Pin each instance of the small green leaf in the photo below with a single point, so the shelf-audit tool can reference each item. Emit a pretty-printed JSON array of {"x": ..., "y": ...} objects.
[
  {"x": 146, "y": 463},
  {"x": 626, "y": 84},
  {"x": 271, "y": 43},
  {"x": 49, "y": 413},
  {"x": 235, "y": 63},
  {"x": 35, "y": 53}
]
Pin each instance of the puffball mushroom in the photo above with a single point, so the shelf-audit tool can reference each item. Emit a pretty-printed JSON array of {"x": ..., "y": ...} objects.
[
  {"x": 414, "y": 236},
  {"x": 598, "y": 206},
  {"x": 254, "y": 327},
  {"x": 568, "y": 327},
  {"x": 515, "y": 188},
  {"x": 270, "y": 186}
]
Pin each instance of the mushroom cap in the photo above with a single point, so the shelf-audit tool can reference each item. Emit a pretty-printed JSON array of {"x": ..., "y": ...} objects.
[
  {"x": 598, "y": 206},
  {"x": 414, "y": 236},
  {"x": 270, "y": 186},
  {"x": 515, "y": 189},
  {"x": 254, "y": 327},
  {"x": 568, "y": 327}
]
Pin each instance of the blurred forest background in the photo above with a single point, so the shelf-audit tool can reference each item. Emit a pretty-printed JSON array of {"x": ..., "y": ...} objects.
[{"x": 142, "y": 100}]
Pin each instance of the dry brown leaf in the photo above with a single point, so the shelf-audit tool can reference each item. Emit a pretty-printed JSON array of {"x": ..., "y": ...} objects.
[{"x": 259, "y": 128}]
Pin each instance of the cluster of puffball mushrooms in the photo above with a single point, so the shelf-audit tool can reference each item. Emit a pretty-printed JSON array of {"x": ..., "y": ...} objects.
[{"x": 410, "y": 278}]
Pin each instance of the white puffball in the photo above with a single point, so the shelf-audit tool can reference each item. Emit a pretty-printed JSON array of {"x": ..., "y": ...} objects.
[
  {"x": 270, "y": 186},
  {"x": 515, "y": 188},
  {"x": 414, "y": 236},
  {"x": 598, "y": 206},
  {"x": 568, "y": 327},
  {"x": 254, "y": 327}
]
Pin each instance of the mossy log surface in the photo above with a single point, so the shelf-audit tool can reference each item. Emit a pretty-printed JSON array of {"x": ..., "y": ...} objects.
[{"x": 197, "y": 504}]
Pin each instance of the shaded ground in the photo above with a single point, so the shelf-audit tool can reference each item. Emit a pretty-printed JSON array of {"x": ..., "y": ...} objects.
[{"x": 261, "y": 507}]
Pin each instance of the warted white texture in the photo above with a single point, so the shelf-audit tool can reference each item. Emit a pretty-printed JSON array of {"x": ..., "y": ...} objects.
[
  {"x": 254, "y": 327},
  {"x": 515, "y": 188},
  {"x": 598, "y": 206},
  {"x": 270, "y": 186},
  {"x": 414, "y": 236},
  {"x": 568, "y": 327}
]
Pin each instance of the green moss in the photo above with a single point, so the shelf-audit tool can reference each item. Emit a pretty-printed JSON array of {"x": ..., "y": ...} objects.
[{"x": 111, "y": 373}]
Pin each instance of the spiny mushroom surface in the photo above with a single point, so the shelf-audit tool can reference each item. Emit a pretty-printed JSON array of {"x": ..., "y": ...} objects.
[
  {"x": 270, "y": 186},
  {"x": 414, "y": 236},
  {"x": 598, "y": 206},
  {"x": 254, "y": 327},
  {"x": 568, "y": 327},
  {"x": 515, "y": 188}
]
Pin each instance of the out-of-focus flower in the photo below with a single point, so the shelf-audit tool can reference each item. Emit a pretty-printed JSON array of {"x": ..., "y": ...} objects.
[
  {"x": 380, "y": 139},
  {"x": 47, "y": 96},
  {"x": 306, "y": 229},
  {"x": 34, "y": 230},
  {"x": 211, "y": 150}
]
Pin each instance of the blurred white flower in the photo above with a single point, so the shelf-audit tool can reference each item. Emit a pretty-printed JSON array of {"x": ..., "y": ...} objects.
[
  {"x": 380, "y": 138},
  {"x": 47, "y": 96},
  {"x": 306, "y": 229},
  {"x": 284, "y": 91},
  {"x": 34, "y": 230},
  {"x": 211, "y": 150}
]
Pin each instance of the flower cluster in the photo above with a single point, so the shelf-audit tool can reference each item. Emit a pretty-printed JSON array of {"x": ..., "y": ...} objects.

**Task objective**
Rewrite the data above as a JSON list of strings, one string per line and no strings for blank lines.

**The response**
[
  "Pin each instance of the small green leaf in the photo below with a single point, so the shelf-audit tool can reference each item. Emit a pretty-printed JSON array of {\"x\": ..., \"y\": ...} objects.",
  "[",
  "  {\"x\": 146, \"y\": 463},",
  "  {\"x\": 626, \"y\": 84},",
  "  {\"x\": 271, \"y\": 43},",
  "  {\"x\": 49, \"y\": 413},",
  "  {\"x\": 235, \"y\": 63},",
  "  {\"x\": 35, \"y\": 53}",
  "]",
  "Pin each instance of the puffball mushroom in the photo above with a single point, so the shelf-audit tool can reference each item. Emit a pretty-printed JSON array of {\"x\": ..., \"y\": ...} objects.",
  "[",
  "  {\"x\": 414, \"y\": 236},",
  "  {\"x\": 598, \"y\": 206},",
  "  {\"x\": 254, \"y\": 327},",
  "  {\"x\": 568, \"y\": 327},",
  "  {\"x\": 515, \"y\": 188},",
  "  {\"x\": 270, \"y\": 186}",
  "]",
  "Pin each instance of the mushroom cap in the photo above with a single point, so the shelf-audit tool can reference each item. Emit a pretty-printed JSON array of {\"x\": ..., \"y\": ...} objects.",
  "[",
  "  {\"x\": 598, \"y\": 206},",
  "  {\"x\": 414, \"y\": 236},",
  "  {\"x\": 270, \"y\": 186},",
  "  {\"x\": 515, \"y\": 189},",
  "  {\"x\": 254, \"y\": 327},",
  "  {\"x\": 568, \"y\": 327}",
  "]",
  "Pin each instance of the blurred forest background in the photo above with a single point, so the shelf-audit tool can reference each item. Emit a pretty-printed JSON array of {\"x\": ..., \"y\": ...} objects.",
  "[{\"x\": 142, \"y\": 100}]",
  "Pin each instance of the dry brown leaf in the photo above with a single point, so the shelf-audit tool can reference each item. Emit a pretty-printed JSON array of {\"x\": ..., \"y\": ...} objects.",
  "[{\"x\": 259, \"y\": 128}]",
  "Pin each instance of the cluster of puffball mushrooms in the photo above with a single point, so the shelf-audit tool can reference each item. Emit a pretty-printed JSON array of {\"x\": ..., \"y\": ...} objects.",
  "[{\"x\": 410, \"y\": 278}]",
  "Pin each instance of the white puffball in the photo above with a single point, so the shelf-audit tool can reference each item. Emit a pretty-printed JSON array of {\"x\": ..., \"y\": ...} objects.",
  "[",
  "  {\"x\": 270, \"y\": 186},",
  "  {\"x\": 515, \"y\": 188},",
  "  {\"x\": 414, \"y\": 236},",
  "  {\"x\": 598, \"y\": 206},",
  "  {\"x\": 568, \"y\": 327},",
  "  {\"x\": 254, \"y\": 327}",
  "]",
  "Pin each instance of the mossy log surface in the photo above with a single point, so the shelf-audit tool can reference each item. Emit a pretty-printed JSON array of {\"x\": ..., \"y\": ...} objects.",
  "[{\"x\": 197, \"y\": 504}]",
  "Pin each instance of the shaded ground in the photo above with a single point, so the shelf-audit tool can reference each item. Emit a pretty-printed JSON array of {\"x\": ..., \"y\": ...} objects.",
  "[{\"x\": 261, \"y\": 507}]",
  "Pin each instance of the warted white texture in the photo above with a single point, so the shelf-audit tool can reference each item. Emit a pretty-printed JSON array of {\"x\": ..., \"y\": ...} objects.",
  "[",
  "  {\"x\": 254, \"y\": 327},",
  "  {\"x\": 515, \"y\": 188},",
  "  {\"x\": 598, \"y\": 206},",
  "  {\"x\": 270, \"y\": 186},",
  "  {\"x\": 414, \"y\": 236},",
  "  {\"x\": 568, \"y\": 327}",
  "]",
  "Pin each instance of the green moss in the photo above with a single point, so the shelf-audit tool can reference each item. Emit a pretty-printed JSON array of {\"x\": ..., \"y\": ...} objects.",
  "[{\"x\": 111, \"y\": 373}]",
  "Pin each instance of the spiny mushroom surface in the photo above with a single point, so the shelf-audit tool can reference each item. Emit a pretty-printed JSON array of {\"x\": ..., \"y\": ...} objects.",
  "[",
  "  {\"x\": 270, \"y\": 186},",
  "  {\"x\": 414, \"y\": 236},",
  "  {\"x\": 598, \"y\": 206},",
  "  {\"x\": 254, \"y\": 327},",
  "  {\"x\": 568, \"y\": 327},",
  "  {\"x\": 515, \"y\": 188}",
  "]",
  "Pin each instance of the out-of-focus flower in the photo below with a single point, so the shelf-audit tool can reference each item. Emit a pretty-printed JSON array of {\"x\": ..., \"y\": ...} objects.",
  "[",
  "  {\"x\": 380, \"y\": 139},",
  "  {\"x\": 47, \"y\": 96},",
  "  {\"x\": 306, \"y\": 229},",
  "  {\"x\": 34, \"y\": 230},",
  "  {\"x\": 211, \"y\": 150}",
  "]",
  "Pin each instance of the blurred white flower in the photo above with a single point, so the shelf-audit tool can reference each item. Emit a pretty-printed JSON array of {\"x\": ..., \"y\": ...} objects.",
  "[",
  "  {\"x\": 380, \"y\": 138},",
  "  {\"x\": 47, \"y\": 96},",
  "  {\"x\": 306, \"y\": 229},",
  "  {\"x\": 284, \"y\": 91},",
  "  {\"x\": 34, \"y\": 230},",
  "  {\"x\": 211, \"y\": 150}",
  "]",
  "Pin each instance of the flower cluster in the photo above with a single point, so the shelf-audit tool can reference each item. Emit a pretty-printed JSON array of {\"x\": ..., \"y\": ...} objects."
]